» Provided passage
=== Section Start ===

Monday, 08 March 2010 18:47
Experts: Eating disorders create unnatural relationship with food
Eating disorders aren't just about eating, according to experts on a panel Monday at the University of Nebraska at Kearney.
The discussion, "It's Time to Talk About it," was one of many events on campus for National Eating Disorders Awareness Week.
"We wanted to bring the panel to campus to heighten the awareness of eating disorders," said Trish Holen, a graduate assistant in the Women's Center.
Almost 50 people attended the panel discussion.
"Eating disorder doesn't just mean that you restrict your food. An eating disorder can be any sort of unnatural use of food," said Lyndsey Clewell, an anorexia and bulimia survivor. "That includes purging and throwing up, over exercising to burn off calories or includes binge eating and eating and eating and eating then purging to get rid of the calories."
She added that eating disorders are often very secretive and shameful for victims.
Kathryn Manley, a mental health practitioner at Michael Burke and Associates, said because people with eating disorders are good at hiding their diseases, it's difficult to tell who has a disorder.
"Just because they're very thin, they may not have an eating disorder," she said. "Even if they're within their healthy weight range, they may have an eating disorder. You just can't tell."
Manley said self-rejection is very common among people with eating disorders.

=== Section End ===

» Complete the following
[1] Answer these from the eating disorders panel article:
(a) What was the panel discussion called?
(b) About how many people attended it?
(c) Where does Kathryn Manley work?
[2] Copy the eating disorders panel article between "Monday, 08 March" and "Nebraska at Kearney.", inclusive.
[3] Proceed with the eating disorders panel article, picking up after its last sentence.
The rows have nothing to do with the eating disorders panel article.

» Given information
=== Section Start ===

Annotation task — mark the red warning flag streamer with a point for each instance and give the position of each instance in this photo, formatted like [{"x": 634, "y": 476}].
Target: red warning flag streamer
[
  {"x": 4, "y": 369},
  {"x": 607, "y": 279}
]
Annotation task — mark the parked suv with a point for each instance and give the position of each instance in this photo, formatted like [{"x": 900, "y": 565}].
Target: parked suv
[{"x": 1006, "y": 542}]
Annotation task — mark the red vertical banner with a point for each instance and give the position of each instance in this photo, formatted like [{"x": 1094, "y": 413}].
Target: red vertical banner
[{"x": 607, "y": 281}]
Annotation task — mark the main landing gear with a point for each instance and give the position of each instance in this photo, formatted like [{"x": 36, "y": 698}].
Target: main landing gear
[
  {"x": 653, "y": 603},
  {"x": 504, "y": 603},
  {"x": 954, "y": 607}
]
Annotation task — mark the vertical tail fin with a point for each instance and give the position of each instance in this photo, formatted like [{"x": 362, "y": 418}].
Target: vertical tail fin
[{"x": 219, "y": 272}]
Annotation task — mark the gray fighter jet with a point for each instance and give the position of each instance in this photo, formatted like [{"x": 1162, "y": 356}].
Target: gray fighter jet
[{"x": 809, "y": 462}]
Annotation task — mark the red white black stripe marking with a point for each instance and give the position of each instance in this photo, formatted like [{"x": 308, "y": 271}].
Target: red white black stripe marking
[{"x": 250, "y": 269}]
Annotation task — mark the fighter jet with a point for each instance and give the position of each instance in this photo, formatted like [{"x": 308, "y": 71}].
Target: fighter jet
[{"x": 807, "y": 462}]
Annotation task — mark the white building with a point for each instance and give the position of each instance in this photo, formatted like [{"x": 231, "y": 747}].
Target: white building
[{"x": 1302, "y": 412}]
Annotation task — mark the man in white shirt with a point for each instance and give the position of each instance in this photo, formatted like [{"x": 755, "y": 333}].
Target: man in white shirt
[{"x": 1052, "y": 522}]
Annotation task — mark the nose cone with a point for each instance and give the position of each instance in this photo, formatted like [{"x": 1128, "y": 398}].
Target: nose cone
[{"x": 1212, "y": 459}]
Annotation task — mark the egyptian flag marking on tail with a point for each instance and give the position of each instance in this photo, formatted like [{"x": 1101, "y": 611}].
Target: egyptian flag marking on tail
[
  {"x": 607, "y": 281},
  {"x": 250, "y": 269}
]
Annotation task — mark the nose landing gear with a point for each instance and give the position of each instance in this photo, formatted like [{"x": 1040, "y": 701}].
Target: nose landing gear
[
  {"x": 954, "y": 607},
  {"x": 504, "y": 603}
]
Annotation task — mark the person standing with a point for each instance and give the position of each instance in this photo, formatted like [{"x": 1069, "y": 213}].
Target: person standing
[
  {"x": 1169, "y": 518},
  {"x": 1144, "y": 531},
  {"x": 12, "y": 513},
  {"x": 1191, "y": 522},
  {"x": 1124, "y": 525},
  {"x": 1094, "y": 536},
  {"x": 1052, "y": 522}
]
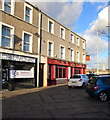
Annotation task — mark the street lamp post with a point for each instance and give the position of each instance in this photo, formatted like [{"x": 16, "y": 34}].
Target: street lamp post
[{"x": 97, "y": 46}]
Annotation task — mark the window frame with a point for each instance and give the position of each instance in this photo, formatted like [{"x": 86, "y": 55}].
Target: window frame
[
  {"x": 72, "y": 57},
  {"x": 31, "y": 12},
  {"x": 12, "y": 7},
  {"x": 62, "y": 36},
  {"x": 84, "y": 58},
  {"x": 52, "y": 29},
  {"x": 52, "y": 51},
  {"x": 63, "y": 57},
  {"x": 31, "y": 41},
  {"x": 84, "y": 45},
  {"x": 12, "y": 35},
  {"x": 72, "y": 38},
  {"x": 78, "y": 56},
  {"x": 78, "y": 41}
]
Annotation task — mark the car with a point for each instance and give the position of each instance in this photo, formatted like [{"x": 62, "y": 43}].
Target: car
[
  {"x": 90, "y": 75},
  {"x": 99, "y": 87},
  {"x": 78, "y": 80}
]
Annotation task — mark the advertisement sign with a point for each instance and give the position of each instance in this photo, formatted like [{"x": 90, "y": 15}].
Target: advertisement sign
[
  {"x": 5, "y": 56},
  {"x": 21, "y": 74}
]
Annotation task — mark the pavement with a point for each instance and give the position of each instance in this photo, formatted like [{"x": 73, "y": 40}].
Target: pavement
[{"x": 53, "y": 102}]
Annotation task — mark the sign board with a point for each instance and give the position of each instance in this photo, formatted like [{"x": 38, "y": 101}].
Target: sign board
[
  {"x": 87, "y": 57},
  {"x": 19, "y": 58},
  {"x": 21, "y": 74}
]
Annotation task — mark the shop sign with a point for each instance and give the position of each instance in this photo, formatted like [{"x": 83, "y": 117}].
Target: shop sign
[
  {"x": 21, "y": 74},
  {"x": 5, "y": 56}
]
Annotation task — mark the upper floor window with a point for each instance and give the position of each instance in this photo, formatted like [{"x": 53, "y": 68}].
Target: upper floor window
[
  {"x": 28, "y": 13},
  {"x": 51, "y": 27},
  {"x": 50, "y": 49},
  {"x": 7, "y": 35},
  {"x": 8, "y": 6},
  {"x": 78, "y": 41},
  {"x": 27, "y": 42},
  {"x": 72, "y": 38},
  {"x": 62, "y": 52},
  {"x": 71, "y": 54},
  {"x": 78, "y": 56},
  {"x": 62, "y": 33},
  {"x": 84, "y": 46}
]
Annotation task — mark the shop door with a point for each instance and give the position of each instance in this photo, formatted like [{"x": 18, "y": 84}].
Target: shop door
[
  {"x": 49, "y": 75},
  {"x": 41, "y": 75}
]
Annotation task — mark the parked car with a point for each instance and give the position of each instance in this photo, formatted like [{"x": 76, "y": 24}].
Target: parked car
[
  {"x": 91, "y": 75},
  {"x": 78, "y": 80},
  {"x": 99, "y": 87}
]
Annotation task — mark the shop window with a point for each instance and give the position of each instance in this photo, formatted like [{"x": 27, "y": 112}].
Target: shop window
[
  {"x": 28, "y": 10},
  {"x": 72, "y": 38},
  {"x": 78, "y": 57},
  {"x": 62, "y": 52},
  {"x": 60, "y": 72},
  {"x": 78, "y": 41},
  {"x": 62, "y": 33},
  {"x": 84, "y": 58},
  {"x": 71, "y": 54},
  {"x": 84, "y": 44},
  {"x": 7, "y": 6},
  {"x": 51, "y": 27},
  {"x": 27, "y": 42},
  {"x": 7, "y": 36},
  {"x": 50, "y": 49}
]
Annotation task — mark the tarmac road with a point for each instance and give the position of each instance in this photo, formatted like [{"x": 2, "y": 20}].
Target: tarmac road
[{"x": 54, "y": 102}]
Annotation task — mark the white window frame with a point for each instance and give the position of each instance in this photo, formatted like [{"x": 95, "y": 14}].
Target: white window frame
[
  {"x": 52, "y": 55},
  {"x": 78, "y": 41},
  {"x": 84, "y": 46},
  {"x": 31, "y": 41},
  {"x": 84, "y": 58},
  {"x": 78, "y": 56},
  {"x": 72, "y": 38},
  {"x": 12, "y": 6},
  {"x": 12, "y": 35},
  {"x": 72, "y": 59},
  {"x": 31, "y": 12},
  {"x": 63, "y": 51},
  {"x": 52, "y": 26},
  {"x": 63, "y": 32}
]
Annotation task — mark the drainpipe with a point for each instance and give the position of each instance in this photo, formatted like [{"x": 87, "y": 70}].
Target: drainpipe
[{"x": 39, "y": 46}]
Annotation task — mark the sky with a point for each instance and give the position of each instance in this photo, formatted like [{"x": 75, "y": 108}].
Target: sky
[{"x": 88, "y": 18}]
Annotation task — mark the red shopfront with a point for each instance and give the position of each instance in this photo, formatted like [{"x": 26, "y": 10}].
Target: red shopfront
[{"x": 59, "y": 71}]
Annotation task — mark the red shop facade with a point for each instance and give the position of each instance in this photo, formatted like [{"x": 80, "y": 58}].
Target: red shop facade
[{"x": 59, "y": 71}]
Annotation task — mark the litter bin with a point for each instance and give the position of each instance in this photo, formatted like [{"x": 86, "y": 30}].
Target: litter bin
[{"x": 11, "y": 86}]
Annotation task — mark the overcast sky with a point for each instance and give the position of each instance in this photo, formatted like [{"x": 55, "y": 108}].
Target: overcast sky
[{"x": 85, "y": 18}]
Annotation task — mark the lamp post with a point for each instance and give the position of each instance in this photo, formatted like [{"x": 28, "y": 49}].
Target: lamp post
[{"x": 97, "y": 50}]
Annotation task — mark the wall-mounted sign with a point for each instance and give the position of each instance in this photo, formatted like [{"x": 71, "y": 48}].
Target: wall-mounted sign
[
  {"x": 21, "y": 74},
  {"x": 6, "y": 56}
]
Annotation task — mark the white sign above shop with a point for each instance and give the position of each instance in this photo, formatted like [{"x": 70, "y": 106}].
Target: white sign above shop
[
  {"x": 19, "y": 58},
  {"x": 21, "y": 74}
]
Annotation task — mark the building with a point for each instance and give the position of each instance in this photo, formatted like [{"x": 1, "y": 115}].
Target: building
[
  {"x": 63, "y": 52},
  {"x": 19, "y": 38},
  {"x": 36, "y": 49}
]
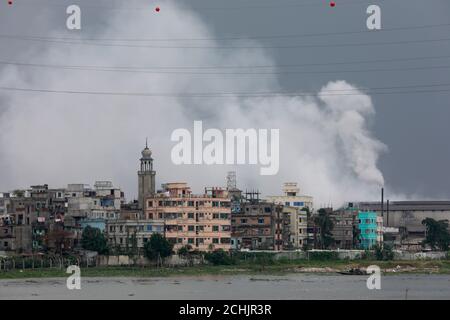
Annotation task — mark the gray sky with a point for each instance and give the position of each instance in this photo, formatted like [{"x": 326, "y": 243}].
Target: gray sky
[{"x": 413, "y": 126}]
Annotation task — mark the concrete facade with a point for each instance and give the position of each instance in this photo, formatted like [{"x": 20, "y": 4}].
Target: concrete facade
[
  {"x": 201, "y": 221},
  {"x": 146, "y": 177},
  {"x": 292, "y": 198},
  {"x": 407, "y": 216},
  {"x": 295, "y": 227}
]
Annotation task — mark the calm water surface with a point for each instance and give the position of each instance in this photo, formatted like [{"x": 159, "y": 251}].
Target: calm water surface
[{"x": 295, "y": 286}]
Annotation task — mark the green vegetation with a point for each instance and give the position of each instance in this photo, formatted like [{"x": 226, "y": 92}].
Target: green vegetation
[
  {"x": 437, "y": 235},
  {"x": 248, "y": 267},
  {"x": 93, "y": 239},
  {"x": 323, "y": 256}
]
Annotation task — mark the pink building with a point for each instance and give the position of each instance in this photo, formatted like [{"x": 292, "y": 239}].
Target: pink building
[{"x": 201, "y": 221}]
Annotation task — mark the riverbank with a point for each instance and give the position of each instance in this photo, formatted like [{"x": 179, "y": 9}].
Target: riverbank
[
  {"x": 296, "y": 286},
  {"x": 276, "y": 268}
]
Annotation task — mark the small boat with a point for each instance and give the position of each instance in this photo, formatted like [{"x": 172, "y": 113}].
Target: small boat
[{"x": 354, "y": 272}]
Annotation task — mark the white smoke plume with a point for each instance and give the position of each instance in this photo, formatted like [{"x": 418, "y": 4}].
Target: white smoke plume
[{"x": 325, "y": 140}]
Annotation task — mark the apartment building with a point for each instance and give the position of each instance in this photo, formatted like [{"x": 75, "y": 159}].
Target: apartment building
[
  {"x": 295, "y": 227},
  {"x": 258, "y": 225},
  {"x": 201, "y": 221},
  {"x": 292, "y": 198}
]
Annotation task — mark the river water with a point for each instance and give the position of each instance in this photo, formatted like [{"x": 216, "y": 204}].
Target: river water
[{"x": 259, "y": 287}]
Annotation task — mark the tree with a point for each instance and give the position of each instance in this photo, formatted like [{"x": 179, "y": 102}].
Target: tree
[
  {"x": 326, "y": 225},
  {"x": 93, "y": 239},
  {"x": 437, "y": 234},
  {"x": 157, "y": 247}
]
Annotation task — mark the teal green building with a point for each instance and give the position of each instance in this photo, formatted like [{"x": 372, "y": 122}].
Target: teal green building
[{"x": 367, "y": 225}]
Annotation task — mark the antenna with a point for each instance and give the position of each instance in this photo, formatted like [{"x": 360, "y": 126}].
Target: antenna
[{"x": 231, "y": 180}]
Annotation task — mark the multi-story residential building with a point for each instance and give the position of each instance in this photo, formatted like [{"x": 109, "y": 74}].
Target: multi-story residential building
[
  {"x": 122, "y": 232},
  {"x": 407, "y": 216},
  {"x": 367, "y": 225},
  {"x": 344, "y": 229},
  {"x": 101, "y": 203},
  {"x": 295, "y": 228},
  {"x": 258, "y": 225},
  {"x": 292, "y": 198},
  {"x": 201, "y": 221}
]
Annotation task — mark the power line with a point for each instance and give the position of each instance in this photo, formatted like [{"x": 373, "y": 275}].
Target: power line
[
  {"x": 337, "y": 92},
  {"x": 248, "y": 47},
  {"x": 237, "y": 72},
  {"x": 232, "y": 8},
  {"x": 255, "y": 37}
]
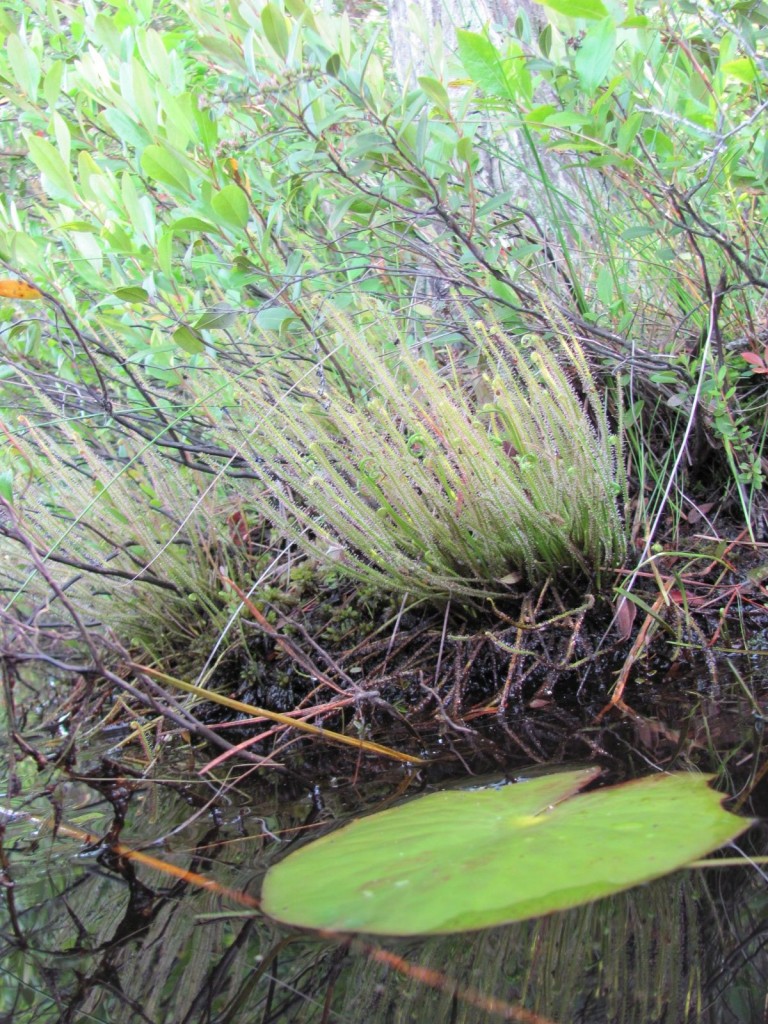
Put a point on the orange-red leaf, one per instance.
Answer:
(17, 290)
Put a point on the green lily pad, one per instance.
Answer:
(459, 860)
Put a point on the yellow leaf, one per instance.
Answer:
(17, 290)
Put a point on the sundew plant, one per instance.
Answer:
(425, 482)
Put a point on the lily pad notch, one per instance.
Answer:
(462, 860)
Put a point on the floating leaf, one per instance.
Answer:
(17, 290)
(466, 859)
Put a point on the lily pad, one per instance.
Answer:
(460, 860)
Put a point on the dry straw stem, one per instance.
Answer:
(428, 483)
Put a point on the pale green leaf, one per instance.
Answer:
(188, 340)
(483, 64)
(131, 293)
(230, 204)
(592, 9)
(275, 29)
(25, 65)
(436, 92)
(48, 161)
(161, 165)
(595, 56)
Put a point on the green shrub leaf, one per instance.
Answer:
(483, 64)
(160, 165)
(595, 56)
(592, 9)
(231, 206)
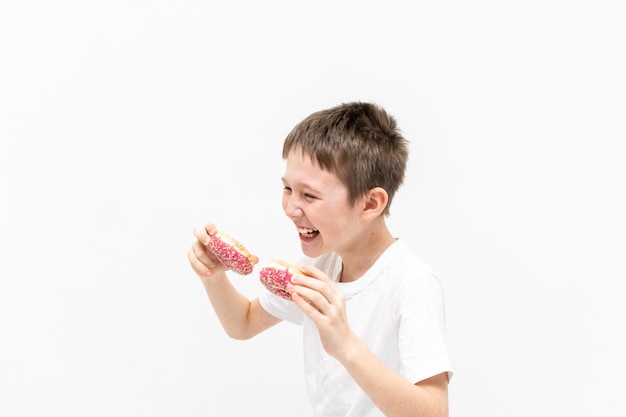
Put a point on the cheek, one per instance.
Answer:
(285, 200)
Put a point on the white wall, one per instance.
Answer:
(124, 124)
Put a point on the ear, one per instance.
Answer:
(375, 201)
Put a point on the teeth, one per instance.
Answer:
(306, 232)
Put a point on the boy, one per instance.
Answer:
(371, 310)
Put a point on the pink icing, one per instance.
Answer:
(229, 256)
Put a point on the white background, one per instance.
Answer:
(125, 124)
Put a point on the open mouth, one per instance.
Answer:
(308, 233)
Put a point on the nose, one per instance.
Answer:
(291, 206)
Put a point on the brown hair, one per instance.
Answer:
(359, 142)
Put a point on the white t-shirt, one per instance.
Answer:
(396, 308)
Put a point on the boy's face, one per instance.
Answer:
(317, 203)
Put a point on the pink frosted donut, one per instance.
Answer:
(231, 253)
(276, 275)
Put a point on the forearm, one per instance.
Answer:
(240, 318)
(393, 394)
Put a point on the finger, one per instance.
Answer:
(318, 282)
(197, 265)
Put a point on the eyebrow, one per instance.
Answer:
(304, 185)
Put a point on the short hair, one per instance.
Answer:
(359, 142)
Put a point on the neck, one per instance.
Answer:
(365, 254)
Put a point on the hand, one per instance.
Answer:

=== Section End ===

» Answers to the problems
[1]
(a) "It's Time to Talk About it"
(b) Almost 50 people
(c) Michael Burke and Associates

[2]
Monday, 08 March 2010 18:47
Experts: Eating disorders create unnatural relationship with food
Eating disorders aren't just about eating, according to experts on a panel Monday at the University of Nebraska at Kearney.

[3]
"The behavior that goes with that, starving yourself or some abuse with food, is the ultimate rejection of self," she said.
The panelists agreed that eating disorders are about more than food.
"My approach has always been that it's about the eating, but it's not about the eating," said associate director of UNK Counseling Care Roz Sheldon.
Sheldon said disordered eating often is a symptom of something else. People may be suffering from depression or another mental illness. The disordered eating may also be a result of stress or body image or self-esteem issues.
"Don't just go up to someone and say, 'Just eat a sandwich,' because that's not the answer to the problem," Clewell added.
Nurse practitioner Deena Sughroue said although people risk losing a friend by confronting them about their eating disorder, saying something is better than not saying anything.
"I was able to hide it for two or three years and that was two or three years of damage done before I started getting any help," Clewell said. Clewell was hospitalized nine times before getting better.
She has been in recovery for two years now.
"Anorexia is a deadly disease," Clewell said. "It is the most deadly mental illness."
According to the National Eating Disorders Association, the mortality rate for anorexic females ages 15 to 24 is 12 times higher than the death rate of all other causes of death.
Sheldon added that there is a high rate of suicide among people with eating disorders. People with eating disorders often have a distorted image of themselves.
"Patients will be incredibly thin, but don't see it. I will talk to people who have never had an eating disorder and tell them that when you look in a mirror at a circus that makes you look all distorted, in reality that's how they see themselves when they look in the mirror. They see these huge thighs and they're probably as skinny as can be," Sughroue said.
When she was in the disease, Clewell said she thought she could see her thighs grow when she ate.
Manley said body dysmorphia is another disease that may not take the form of food control.
According to the Mayo Clinic, body dysmorphic disorder is a chronic mental illness in which someone can't stop thinking about a flaw in their appearance. The flaw can either be minor or imagined. Manley said the disease is common among male athletes.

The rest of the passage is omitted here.